= Prompt a =
In the post about hosting Docker containers on AWS, rewrite the passage between "AWS still dominates" and "single EC2 instance.", inclusive, with "EC2" changed to "Elastic Compute Cloud" throughout.

= Reading passage =
A better way to do this might have been to use the try_files nginx command, but this method should prevent a maliciously (or unintentionally) named file from preventing access to the refresh endpoint. I haven't tested that though, so we'll see how it goes.

The many ways to host docker containers on AWS

AWS still dominates the market today for VPS, so I decided to see if AWS had any way to host Docker containers natively, perhaps at a cheaper rate than EC2. What I discovered was this fun article (which I surmise was written as something of a joke): The 17 ways to run containers on AWS.

Long story short, AWS has a lot of offerings for hosting containers. They're geared towards all shapes and sizes of applications, but it does seem an awful lot of them are geared towards services that require something beyond "small". The footprint of this website is not very large and I don't get that many visitors. To that end, I've decided to go with the simplest of options: Hosting containers directly on a single EC2 instance.

Systemd service units

One of my constant struggles with running a server has been remembering what I had configured. To resolve that, I've decided to make my entire server configuration (aside from SSL) part of a repo. The repo is arranged like so:

 1(root)/
 2  +--- service1/
 3  |       +----- Dockerfile
 4  |       +----- docker-compose.yml
 5  |       |
 6  |      ...
 7  +--- service2/
 8  |       +----- Dockerfile
 9  |       +----- docker-compose.yml
10  |       |
11  +--- kevincuzner-com.target
12  +--- kevincuzner-com@.service

Each "service" is constructed using a docker-compose.yml file living in a subdirectory, likely containing at least one Dockerfile. Some of these subdirectories (specifically, the one for rstblog, the main blog website) are submodules pointing to other git repos. Through this method, I can keep all my configuration versioned, I can leave good comments to myself, and I'm not entirely at the mercy of having to remember how to configure the particular Amazon-provided linux distribution I'm using.

= Prompt b =
Copy out each line of the records that contains the word "green".

= Data for processing =
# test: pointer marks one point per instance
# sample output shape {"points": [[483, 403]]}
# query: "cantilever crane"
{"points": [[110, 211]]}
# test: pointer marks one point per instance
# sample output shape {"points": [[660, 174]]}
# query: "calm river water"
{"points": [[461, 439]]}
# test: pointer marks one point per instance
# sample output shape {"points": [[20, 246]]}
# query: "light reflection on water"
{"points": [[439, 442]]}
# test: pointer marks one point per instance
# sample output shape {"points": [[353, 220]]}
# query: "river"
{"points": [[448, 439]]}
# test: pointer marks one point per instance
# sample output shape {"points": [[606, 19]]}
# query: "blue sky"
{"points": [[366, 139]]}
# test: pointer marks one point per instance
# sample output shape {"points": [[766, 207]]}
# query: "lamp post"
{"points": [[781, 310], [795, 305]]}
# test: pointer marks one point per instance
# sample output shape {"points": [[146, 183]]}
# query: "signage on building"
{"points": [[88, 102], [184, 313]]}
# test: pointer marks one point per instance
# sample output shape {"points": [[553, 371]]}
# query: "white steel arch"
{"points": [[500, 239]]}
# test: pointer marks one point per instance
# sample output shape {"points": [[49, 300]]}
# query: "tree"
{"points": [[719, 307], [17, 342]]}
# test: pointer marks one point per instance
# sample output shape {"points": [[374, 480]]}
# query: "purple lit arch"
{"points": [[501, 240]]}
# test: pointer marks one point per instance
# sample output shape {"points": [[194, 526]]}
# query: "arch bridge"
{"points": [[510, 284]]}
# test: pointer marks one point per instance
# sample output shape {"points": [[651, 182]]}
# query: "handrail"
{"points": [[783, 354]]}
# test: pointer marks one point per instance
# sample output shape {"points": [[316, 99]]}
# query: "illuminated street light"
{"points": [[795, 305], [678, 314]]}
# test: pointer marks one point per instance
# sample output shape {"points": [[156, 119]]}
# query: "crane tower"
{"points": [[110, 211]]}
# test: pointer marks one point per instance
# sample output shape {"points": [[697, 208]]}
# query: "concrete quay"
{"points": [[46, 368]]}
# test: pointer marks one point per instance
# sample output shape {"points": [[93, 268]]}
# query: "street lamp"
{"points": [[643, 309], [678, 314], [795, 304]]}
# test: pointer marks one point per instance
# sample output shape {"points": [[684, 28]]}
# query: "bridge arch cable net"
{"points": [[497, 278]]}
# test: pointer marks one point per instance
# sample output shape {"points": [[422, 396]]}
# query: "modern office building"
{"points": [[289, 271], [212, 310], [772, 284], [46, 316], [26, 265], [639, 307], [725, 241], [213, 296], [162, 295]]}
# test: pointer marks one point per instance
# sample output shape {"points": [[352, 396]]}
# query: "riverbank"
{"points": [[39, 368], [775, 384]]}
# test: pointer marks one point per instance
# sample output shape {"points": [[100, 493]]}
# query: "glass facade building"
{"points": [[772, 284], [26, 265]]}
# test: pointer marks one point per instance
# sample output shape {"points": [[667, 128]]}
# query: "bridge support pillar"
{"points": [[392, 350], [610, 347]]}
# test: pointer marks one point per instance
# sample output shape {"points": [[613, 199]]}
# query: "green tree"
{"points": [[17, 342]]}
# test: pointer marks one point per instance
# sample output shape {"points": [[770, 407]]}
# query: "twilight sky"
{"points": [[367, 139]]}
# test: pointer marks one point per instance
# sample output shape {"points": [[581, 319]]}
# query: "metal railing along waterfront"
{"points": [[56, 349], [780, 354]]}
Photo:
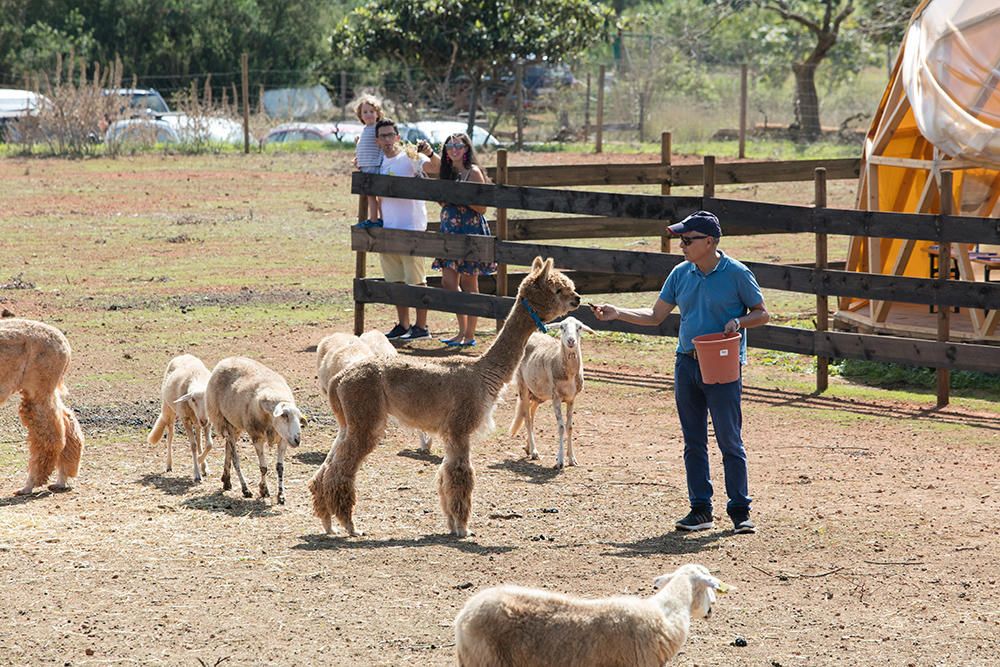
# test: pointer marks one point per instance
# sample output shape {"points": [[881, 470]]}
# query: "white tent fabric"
{"points": [[951, 74]]}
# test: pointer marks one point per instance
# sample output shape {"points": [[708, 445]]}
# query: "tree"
{"points": [[823, 20], [443, 38]]}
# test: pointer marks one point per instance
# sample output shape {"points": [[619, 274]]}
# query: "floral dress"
{"points": [[457, 219]]}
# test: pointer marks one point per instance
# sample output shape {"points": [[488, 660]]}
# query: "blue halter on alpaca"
{"points": [[538, 321]]}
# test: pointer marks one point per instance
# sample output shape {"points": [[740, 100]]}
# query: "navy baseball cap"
{"points": [[699, 221]]}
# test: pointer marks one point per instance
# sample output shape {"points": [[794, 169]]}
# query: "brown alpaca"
{"points": [[33, 360], [453, 398]]}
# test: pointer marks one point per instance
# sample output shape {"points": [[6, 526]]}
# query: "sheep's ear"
{"points": [[546, 267]]}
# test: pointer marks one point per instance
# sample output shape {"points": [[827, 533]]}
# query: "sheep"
{"points": [[244, 395], [553, 371], [522, 627], [340, 350], [183, 394]]}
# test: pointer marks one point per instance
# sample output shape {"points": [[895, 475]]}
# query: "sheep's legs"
{"points": [[233, 460], [262, 462], [193, 432], [455, 482], [529, 419], [569, 433], [206, 441], [279, 467], [170, 444]]}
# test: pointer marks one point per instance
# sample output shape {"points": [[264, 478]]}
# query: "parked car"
{"points": [[140, 101], [346, 132], [436, 131], [15, 105]]}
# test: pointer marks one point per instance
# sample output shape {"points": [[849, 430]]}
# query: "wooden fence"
{"points": [[607, 271]]}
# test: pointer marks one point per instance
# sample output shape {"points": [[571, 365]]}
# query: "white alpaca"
{"points": [[183, 394], [246, 396], [526, 627], [551, 370]]}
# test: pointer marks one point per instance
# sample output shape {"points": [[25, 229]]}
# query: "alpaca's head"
{"points": [[288, 420], [549, 292], [703, 587]]}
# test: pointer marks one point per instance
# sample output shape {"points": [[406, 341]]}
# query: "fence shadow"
{"points": [[236, 507], [321, 542]]}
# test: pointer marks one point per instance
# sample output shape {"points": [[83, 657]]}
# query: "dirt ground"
{"points": [[877, 515]]}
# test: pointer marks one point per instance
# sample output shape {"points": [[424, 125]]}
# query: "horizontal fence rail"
{"points": [[789, 278], [680, 175], [747, 217], [912, 351]]}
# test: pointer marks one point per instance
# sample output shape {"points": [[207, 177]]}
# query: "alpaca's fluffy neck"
{"points": [[497, 366]]}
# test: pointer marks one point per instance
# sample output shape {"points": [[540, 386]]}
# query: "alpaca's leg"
{"points": [[557, 408], [193, 430], [170, 443], [69, 460], [279, 467], [206, 442], [569, 433], [46, 437], [258, 445], [455, 482], [529, 421]]}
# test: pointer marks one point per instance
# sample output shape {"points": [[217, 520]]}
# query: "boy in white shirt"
{"points": [[407, 214]]}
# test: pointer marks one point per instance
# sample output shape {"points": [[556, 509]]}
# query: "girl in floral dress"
{"points": [[458, 163]]}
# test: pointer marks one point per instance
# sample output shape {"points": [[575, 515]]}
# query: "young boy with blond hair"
{"points": [[367, 153]]}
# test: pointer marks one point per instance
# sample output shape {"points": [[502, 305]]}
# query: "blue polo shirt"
{"points": [[707, 302]]}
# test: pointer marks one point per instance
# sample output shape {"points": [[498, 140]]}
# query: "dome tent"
{"points": [[940, 112]]}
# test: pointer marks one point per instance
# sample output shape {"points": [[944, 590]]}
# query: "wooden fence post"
{"points": [[359, 270], [599, 144], [245, 66], [944, 269], [665, 151], [743, 111], [822, 301], [502, 232], [708, 179], [519, 83]]}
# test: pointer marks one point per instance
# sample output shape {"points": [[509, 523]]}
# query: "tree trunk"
{"points": [[473, 104], [806, 100]]}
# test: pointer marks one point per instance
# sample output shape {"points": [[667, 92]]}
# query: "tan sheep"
{"points": [[183, 395], [527, 627], [34, 357], [245, 396]]}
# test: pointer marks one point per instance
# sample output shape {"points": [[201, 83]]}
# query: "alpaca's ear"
{"points": [[546, 267]]}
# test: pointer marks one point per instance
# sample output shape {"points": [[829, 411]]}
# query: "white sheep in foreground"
{"points": [[183, 394], [340, 350], [246, 396], [526, 627], [551, 370]]}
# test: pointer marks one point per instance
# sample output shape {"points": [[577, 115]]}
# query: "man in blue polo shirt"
{"points": [[715, 294]]}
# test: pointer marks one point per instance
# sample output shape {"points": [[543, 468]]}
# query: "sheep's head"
{"points": [[288, 420], [196, 399], [570, 330], [703, 587], [550, 293]]}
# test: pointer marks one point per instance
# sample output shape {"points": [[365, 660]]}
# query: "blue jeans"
{"points": [[695, 400]]}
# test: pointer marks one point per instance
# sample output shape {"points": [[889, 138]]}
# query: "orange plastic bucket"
{"points": [[718, 357]]}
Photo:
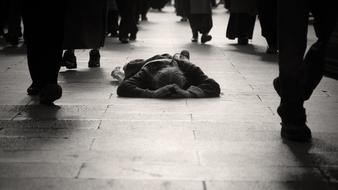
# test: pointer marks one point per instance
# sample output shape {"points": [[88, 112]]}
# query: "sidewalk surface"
{"points": [[95, 140]]}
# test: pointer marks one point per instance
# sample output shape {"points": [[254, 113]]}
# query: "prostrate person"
{"points": [[166, 76]]}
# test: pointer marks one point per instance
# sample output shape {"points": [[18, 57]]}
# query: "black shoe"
{"points": [[94, 58], [185, 53], [194, 37], [276, 86], [113, 34], [205, 38], [14, 41], [272, 50], [33, 90], [242, 41], [49, 93], [184, 19], [124, 40], [144, 18], [132, 37], [69, 60], [300, 133]]}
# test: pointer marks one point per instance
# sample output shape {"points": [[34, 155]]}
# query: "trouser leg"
{"points": [[44, 52], [292, 23]]}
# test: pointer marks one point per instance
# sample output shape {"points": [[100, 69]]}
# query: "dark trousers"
{"points": [[299, 75], [44, 39], [14, 18], [267, 14], [143, 8], [3, 15], [128, 12], [112, 21]]}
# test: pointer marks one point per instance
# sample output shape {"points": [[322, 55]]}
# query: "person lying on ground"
{"points": [[165, 76]]}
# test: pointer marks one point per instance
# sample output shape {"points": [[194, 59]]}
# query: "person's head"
{"points": [[167, 76]]}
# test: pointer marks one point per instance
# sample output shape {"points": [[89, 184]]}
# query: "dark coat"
{"points": [[243, 6], [85, 24], [200, 7], [179, 6], [139, 77]]}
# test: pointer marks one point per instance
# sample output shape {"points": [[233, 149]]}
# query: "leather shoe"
{"points": [[49, 93]]}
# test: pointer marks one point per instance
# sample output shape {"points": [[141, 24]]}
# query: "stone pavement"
{"points": [[95, 140]]}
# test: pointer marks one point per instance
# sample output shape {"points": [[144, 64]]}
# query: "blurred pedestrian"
{"points": [[267, 14], [298, 74], [158, 4], [112, 19], [85, 28], [128, 23], [44, 49], [14, 18], [200, 19], [242, 20], [142, 10], [180, 11]]}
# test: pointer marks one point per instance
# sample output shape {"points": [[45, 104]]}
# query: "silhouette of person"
{"points": [[164, 76], [44, 48], [299, 75]]}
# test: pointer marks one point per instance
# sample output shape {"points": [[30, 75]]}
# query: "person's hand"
{"points": [[163, 92]]}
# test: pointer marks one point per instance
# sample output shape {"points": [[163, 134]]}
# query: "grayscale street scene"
{"points": [[93, 139]]}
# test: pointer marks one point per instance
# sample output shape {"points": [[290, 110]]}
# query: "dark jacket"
{"points": [[139, 76], [85, 24], [243, 6]]}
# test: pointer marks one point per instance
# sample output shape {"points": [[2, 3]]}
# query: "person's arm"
{"points": [[201, 85]]}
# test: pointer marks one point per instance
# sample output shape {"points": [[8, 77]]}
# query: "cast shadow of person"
{"points": [[312, 159], [255, 50]]}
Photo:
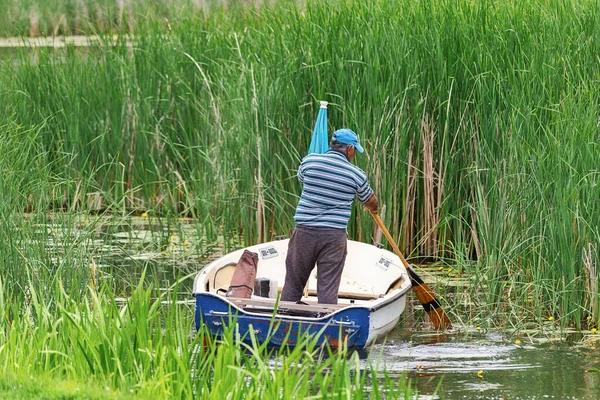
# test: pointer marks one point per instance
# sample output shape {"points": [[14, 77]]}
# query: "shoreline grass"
{"points": [[479, 120], [145, 348]]}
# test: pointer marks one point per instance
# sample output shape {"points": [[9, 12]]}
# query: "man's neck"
{"points": [[339, 152]]}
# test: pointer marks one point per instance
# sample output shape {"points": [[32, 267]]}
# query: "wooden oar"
{"points": [[426, 297]]}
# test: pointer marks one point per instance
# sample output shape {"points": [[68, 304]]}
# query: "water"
{"points": [[438, 365], [449, 366]]}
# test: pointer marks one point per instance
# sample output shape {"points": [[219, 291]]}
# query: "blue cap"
{"points": [[348, 137]]}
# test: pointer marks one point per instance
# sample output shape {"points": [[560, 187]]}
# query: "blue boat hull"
{"points": [[349, 325]]}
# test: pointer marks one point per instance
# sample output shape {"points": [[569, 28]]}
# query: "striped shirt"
{"points": [[330, 183]]}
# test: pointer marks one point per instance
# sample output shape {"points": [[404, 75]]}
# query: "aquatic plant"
{"points": [[145, 346], [479, 120]]}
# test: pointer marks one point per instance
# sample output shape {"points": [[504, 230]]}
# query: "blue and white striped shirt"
{"points": [[330, 183]]}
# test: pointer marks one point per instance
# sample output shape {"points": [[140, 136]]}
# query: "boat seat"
{"points": [[285, 305], [352, 295]]}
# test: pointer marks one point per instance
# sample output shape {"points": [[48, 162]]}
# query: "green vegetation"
{"points": [[85, 17], [480, 121], [100, 347]]}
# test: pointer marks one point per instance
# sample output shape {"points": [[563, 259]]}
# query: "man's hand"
{"points": [[372, 204]]}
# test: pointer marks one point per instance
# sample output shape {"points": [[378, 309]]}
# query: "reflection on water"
{"points": [[450, 366]]}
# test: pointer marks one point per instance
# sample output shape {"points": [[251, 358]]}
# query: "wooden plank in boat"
{"points": [[352, 295], [289, 305]]}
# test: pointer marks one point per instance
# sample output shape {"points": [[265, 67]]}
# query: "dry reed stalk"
{"points": [[430, 216], [260, 206], [591, 278], [377, 235], [34, 24], [409, 202], [131, 125]]}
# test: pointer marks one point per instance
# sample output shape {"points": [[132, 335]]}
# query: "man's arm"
{"points": [[372, 204]]}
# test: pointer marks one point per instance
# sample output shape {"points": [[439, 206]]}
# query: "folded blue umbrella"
{"points": [[319, 143]]}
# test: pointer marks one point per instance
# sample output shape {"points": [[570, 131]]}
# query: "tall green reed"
{"points": [[146, 346], [479, 120]]}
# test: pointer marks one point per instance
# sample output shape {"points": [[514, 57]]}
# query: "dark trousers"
{"points": [[308, 246]]}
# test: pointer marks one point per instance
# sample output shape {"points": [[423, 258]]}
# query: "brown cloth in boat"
{"points": [[242, 282]]}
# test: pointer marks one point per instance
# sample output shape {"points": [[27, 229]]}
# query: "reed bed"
{"points": [[145, 348], [34, 18], [480, 121]]}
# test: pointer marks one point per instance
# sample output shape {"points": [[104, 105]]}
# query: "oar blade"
{"points": [[429, 302]]}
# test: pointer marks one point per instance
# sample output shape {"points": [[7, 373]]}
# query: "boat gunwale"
{"points": [[388, 299]]}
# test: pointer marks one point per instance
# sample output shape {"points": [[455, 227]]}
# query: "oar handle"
{"points": [[389, 238]]}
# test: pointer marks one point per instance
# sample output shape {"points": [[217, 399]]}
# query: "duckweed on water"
{"points": [[479, 120]]}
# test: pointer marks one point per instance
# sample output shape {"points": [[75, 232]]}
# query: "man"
{"points": [[329, 184]]}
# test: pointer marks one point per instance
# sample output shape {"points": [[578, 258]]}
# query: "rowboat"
{"points": [[372, 296]]}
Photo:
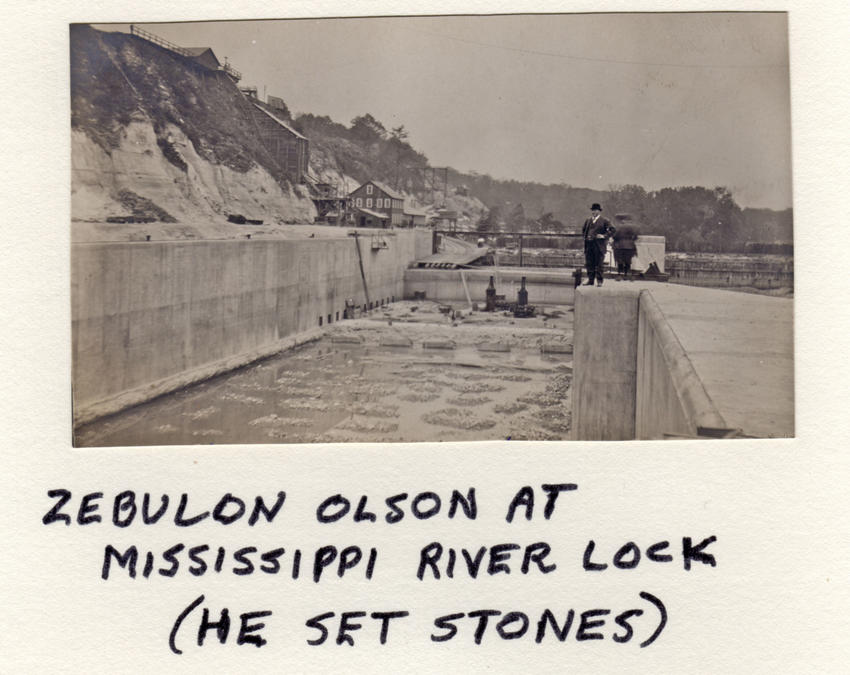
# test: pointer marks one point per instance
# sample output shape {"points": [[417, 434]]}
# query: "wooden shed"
{"points": [[289, 149], [375, 195]]}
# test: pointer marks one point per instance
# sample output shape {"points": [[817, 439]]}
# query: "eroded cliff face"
{"points": [[100, 181], [157, 137]]}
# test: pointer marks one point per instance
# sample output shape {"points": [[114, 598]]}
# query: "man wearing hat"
{"points": [[595, 232]]}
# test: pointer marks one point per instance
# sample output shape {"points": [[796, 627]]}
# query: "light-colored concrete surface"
{"points": [[543, 286], [705, 358]]}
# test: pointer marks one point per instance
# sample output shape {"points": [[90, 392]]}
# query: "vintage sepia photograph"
{"points": [[543, 227]]}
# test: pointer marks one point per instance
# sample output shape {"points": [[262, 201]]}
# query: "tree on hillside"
{"points": [[366, 128]]}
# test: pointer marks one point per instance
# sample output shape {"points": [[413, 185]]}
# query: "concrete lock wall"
{"points": [[632, 378], [447, 285], [148, 317], [604, 364]]}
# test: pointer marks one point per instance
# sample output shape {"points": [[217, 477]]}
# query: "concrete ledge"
{"points": [[697, 408], [544, 286], [89, 412], [684, 362]]}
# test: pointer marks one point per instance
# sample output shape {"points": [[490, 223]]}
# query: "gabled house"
{"points": [[379, 202]]}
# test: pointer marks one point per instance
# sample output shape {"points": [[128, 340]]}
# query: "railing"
{"points": [[150, 37]]}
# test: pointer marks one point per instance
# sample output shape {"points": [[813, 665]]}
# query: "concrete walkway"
{"points": [[741, 346]]}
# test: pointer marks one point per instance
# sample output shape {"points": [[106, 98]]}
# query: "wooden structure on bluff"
{"points": [[287, 147]]}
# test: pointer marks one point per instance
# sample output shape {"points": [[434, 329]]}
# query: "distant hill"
{"points": [[156, 135]]}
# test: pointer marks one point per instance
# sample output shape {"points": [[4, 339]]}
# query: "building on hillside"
{"points": [[364, 217], [382, 199], [331, 202], [204, 56], [413, 216], [287, 147], [445, 219]]}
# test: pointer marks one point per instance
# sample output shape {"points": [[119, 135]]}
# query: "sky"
{"points": [[588, 100]]}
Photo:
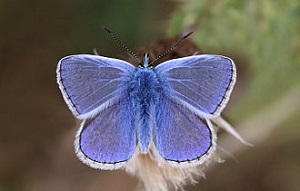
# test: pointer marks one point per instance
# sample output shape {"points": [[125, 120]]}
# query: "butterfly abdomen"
{"points": [[145, 96]]}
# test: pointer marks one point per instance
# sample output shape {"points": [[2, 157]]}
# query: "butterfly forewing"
{"points": [[108, 140], [202, 83], [89, 83]]}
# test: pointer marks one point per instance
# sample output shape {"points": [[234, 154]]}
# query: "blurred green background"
{"points": [[37, 129]]}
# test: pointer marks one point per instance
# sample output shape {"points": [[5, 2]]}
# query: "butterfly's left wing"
{"points": [[181, 137], [108, 140], [202, 83]]}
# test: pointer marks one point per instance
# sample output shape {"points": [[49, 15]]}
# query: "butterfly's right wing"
{"points": [[108, 140], [202, 83], [90, 83]]}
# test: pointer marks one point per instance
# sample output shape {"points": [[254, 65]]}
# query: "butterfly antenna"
{"points": [[174, 46], [121, 44]]}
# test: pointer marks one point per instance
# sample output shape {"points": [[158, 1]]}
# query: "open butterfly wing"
{"points": [[90, 83], [202, 83], [108, 140], [181, 137]]}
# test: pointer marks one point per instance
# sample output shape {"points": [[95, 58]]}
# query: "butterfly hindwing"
{"points": [[181, 137], [203, 83], [89, 83], [108, 140]]}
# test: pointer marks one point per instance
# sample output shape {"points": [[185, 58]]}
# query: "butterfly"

= Right answer a =
AWS still dominates the market today for VPS, so I decided to see if AWS had any way to host Docker containers natively, perhaps at a cheaper rate than Elastic Compute Cloud. What I discovered was this fun article (which I surmise was written as something of a joke): The 17 ways to run containers on AWS.

Long story short, AWS has a lot of offerings for hosting containers. They're geared towards all shapes and sizes of applications, but it does seem an awful lot of them are geared towards services that require something beyond "small". The footprint of this website is not very large and I don't get that many visitors. To that end, I've decided to go with the simplest of options: Hosting containers directly on a single Elastic Compute Cloud instance.

= Right answer b =
# query: "green tree"
# query: "green vegetation"
# query: "tall green reed"
# query: "blurred green background"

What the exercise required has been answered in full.